--- The data ---
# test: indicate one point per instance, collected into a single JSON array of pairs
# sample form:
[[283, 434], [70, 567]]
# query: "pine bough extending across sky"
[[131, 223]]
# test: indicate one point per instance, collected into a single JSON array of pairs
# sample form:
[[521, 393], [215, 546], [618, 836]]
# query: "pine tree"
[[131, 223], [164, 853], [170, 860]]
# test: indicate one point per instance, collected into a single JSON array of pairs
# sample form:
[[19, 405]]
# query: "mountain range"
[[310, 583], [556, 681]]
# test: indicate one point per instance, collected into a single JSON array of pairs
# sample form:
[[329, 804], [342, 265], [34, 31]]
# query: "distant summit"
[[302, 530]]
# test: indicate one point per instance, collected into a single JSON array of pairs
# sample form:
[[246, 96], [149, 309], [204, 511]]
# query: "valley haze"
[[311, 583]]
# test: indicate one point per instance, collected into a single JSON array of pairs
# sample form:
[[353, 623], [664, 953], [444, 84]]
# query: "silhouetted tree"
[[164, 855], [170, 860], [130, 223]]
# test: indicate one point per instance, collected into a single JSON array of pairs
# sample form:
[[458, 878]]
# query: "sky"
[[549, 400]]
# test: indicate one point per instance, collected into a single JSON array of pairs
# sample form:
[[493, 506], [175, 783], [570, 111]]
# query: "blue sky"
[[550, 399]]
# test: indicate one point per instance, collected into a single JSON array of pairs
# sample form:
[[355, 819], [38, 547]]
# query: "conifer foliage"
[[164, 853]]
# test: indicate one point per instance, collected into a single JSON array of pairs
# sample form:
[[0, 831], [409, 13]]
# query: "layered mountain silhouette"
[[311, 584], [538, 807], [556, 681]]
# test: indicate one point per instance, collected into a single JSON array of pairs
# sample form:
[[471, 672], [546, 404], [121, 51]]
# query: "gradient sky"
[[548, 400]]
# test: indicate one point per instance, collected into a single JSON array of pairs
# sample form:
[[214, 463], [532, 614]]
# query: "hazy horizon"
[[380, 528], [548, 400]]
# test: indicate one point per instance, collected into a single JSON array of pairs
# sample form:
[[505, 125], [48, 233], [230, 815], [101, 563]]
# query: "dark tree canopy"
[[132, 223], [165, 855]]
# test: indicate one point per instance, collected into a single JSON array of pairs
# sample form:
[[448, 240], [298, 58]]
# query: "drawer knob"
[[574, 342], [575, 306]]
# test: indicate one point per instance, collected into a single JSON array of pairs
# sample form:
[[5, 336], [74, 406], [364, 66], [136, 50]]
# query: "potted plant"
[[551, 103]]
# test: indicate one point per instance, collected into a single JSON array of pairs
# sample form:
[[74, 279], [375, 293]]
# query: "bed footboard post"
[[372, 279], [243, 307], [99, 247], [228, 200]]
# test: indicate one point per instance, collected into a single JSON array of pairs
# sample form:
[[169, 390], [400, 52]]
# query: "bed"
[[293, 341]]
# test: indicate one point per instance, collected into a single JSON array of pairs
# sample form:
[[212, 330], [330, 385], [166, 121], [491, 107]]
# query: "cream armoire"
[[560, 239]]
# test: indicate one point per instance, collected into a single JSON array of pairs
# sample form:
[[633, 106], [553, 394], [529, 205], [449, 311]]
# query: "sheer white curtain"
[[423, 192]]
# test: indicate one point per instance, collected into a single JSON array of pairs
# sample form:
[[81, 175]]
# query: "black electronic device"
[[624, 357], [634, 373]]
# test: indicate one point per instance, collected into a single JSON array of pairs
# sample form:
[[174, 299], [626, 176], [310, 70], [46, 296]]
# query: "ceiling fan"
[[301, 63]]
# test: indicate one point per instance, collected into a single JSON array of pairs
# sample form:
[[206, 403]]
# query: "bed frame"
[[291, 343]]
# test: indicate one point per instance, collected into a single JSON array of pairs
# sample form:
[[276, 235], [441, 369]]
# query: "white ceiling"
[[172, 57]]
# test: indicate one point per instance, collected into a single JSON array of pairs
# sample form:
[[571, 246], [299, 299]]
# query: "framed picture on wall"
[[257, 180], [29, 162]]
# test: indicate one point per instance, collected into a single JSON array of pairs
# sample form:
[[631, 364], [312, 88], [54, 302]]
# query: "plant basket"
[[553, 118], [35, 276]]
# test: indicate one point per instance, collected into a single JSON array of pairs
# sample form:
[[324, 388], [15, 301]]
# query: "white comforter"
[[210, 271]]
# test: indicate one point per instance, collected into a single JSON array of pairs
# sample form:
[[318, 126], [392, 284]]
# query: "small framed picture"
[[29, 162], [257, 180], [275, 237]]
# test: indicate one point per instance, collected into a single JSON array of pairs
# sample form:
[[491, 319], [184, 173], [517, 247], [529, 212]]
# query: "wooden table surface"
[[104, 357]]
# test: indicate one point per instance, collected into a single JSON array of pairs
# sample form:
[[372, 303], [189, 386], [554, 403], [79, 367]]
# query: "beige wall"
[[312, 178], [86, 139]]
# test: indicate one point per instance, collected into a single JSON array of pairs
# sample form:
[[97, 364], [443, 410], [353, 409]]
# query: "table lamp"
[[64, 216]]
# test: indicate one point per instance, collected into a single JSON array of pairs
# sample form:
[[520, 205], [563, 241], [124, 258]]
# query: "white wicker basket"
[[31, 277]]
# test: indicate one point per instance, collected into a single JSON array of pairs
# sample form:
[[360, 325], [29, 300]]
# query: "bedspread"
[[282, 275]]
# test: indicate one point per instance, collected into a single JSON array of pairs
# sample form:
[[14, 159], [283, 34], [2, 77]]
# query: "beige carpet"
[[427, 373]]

--- Aim ---
Output all of the material, please, exactly as it stands.

--- Solved exercise ---
# test: indicate one point per instance, collected into a single JSON array of pairs
# sample form:
[[283, 434], [70, 567]]
# query: "pine bough extending across sky"
[[131, 223]]
# test: indicate one point per instance, collected into a single JSON array of pairs
# sample form:
[[521, 393], [215, 546], [618, 836]]
# query: "pine tree"
[[131, 223], [164, 853], [170, 860]]
# test: indicate one point per instance, collected into a single JSON array of pairs
# sample form:
[[19, 405]]
# query: "mountain range"
[[310, 583], [556, 681]]
# test: indicate one point per instance, collected into a single JSON array of pairs
# sample form:
[[329, 804], [342, 265], [34, 31]]
# query: "distant summit"
[[302, 530]]
# test: indicate one point per instance, collected into a single JSON array of pairs
# sample form:
[[246, 96], [149, 309], [204, 511]]
# query: "valley haze"
[[311, 583]]
# test: indicate one point per instance, collected into a single JSON array of pairs
# sample form:
[[353, 623], [664, 953], [444, 84]]
# query: "silhouetted tree"
[[164, 855], [170, 860], [130, 223]]
# test: indicate one point per instance, collected into a single JSON array of pairs
# sample form:
[[458, 878]]
# query: "sky"
[[549, 400]]
# test: indicate one point per instance, collected into a single JSON array of pairs
# sample form:
[[493, 506], [175, 783], [570, 111]]
# query: "blue sky"
[[550, 399]]
# test: indicate one point per instance, collected into a single JSON array of pairs
# sample form:
[[355, 819], [38, 547]]
# query: "conifer foliage"
[[164, 853]]
# test: indicate one point per instance, collected into a single JSON array of pairs
# sample form:
[[0, 831], [409, 13]]
# query: "layered mountain silhouette"
[[311, 584], [538, 807], [556, 681]]
# test: indicate one point per instance, collected into a single JSON array of pairs
# sample form:
[[471, 672], [546, 404], [121, 51]]
# query: "gradient sky"
[[548, 400]]
# test: indicate one point per instance, collected into a single JSON array of pairs
# sample form:
[[214, 463], [532, 614]]
# query: "hazy horizon"
[[380, 528], [548, 400]]
# test: indicate one point per instance, collected into a single JSON array of pairs
# sample form:
[[505, 125], [48, 233], [230, 815], [101, 563]]
# query: "dark tree canopy"
[[132, 223], [165, 855]]
# test: indicate one point per instance, collected into a single JSON array of pairs
# sample form:
[[448, 240], [298, 58]]
# query: "drawer knob"
[[574, 342], [575, 306]]
# test: indicate one point per instance, collected into a single JSON array of pairs
# sample form:
[[5, 336], [74, 406], [364, 66], [136, 50]]
# query: "potted plant"
[[551, 103]]
# test: indicate one point per instance, collected into a single JSON array of pairs
# sample form:
[[74, 279], [375, 293]]
# query: "bed footboard post"
[[372, 279], [243, 307], [99, 247], [228, 200]]
# test: indicate one point per instance, collected into a single JSON array of pairs
# sample form:
[[169, 390], [400, 52]]
# query: "bed"
[[293, 341]]
# test: indicate one point per instance, collected into a single JSON array of pairs
# sample form:
[[212, 330], [330, 385], [166, 121], [491, 107]]
# query: "cream armoire"
[[560, 239]]
# test: indicate one point per instance, collected into a single JSON array of pairs
# sample form:
[[633, 106], [553, 394], [529, 205], [449, 311]]
# query: "sheer white curtain"
[[423, 192]]
# test: indicate one point per instance, collected into a single JSON array of pairs
# sample form:
[[81, 175]]
# query: "black electronic device"
[[624, 357], [634, 373]]
# test: indicate one point per instance, collected into a single JSON array of pairs
# sample form:
[[174, 299], [626, 176], [310, 70], [46, 296]]
# query: "ceiling fan"
[[301, 63]]
# test: indicate one point per instance, collected into a single JSON array of pairs
# sample form:
[[206, 403]]
# query: "bed frame"
[[291, 343]]
# test: indicate one point per instance, collected into a single JSON array of pairs
# sample form:
[[276, 235], [441, 369]]
# query: "white ceiling"
[[172, 57]]
# test: indicate one point per instance, collected into a single JSON array of pairs
# sample form:
[[571, 246], [299, 299]]
# query: "framed picture on wall"
[[257, 180], [29, 162]]
# test: indicate one point per instance, collected into a single JSON array of pairs
# sample form:
[[631, 364], [312, 88], [54, 302]]
# query: "plant basket"
[[553, 118], [35, 276]]
# test: indicate one point per instance, collected into a single JSON array of pairs
# sample form:
[[324, 388], [15, 301]]
# query: "white comforter"
[[210, 271]]
# test: indicate one point per instance, collected into a single JSON array of pairs
# sample form:
[[318, 126], [392, 284]]
# query: "small framed picture"
[[29, 162], [257, 180], [275, 237]]
# test: indicate one point per instance, collected into a single JSON array of pairs
# sample form:
[[491, 319], [184, 173], [517, 247], [529, 212]]
# query: "wooden table surface"
[[104, 357]]
# test: indicate one point per instance, collected into a single JSON array of pairs
# sample form:
[[372, 303], [189, 386], [554, 403], [79, 367]]
# query: "beige wall"
[[312, 178], [86, 139]]
# test: indicate one point per instance, collected into a single JSON array of pairs
# sample form:
[[97, 364], [443, 410], [353, 409]]
# query: "table lamp"
[[64, 216]]
# test: indicate one point per instance, collected into a single JSON array of pairs
# sample form:
[[520, 205], [563, 241], [124, 258]]
# query: "white wicker basket"
[[31, 277]]
# test: indicate one point per instance, collected into a single JSON array of pairs
# sample form:
[[360, 325], [29, 300]]
# query: "bedspread"
[[282, 275]]
# test: indicate one point per instance, collected into a single JSON array of pairs
# sample form:
[[14, 159], [283, 34], [2, 77]]
# query: "beige carpet"
[[427, 373]]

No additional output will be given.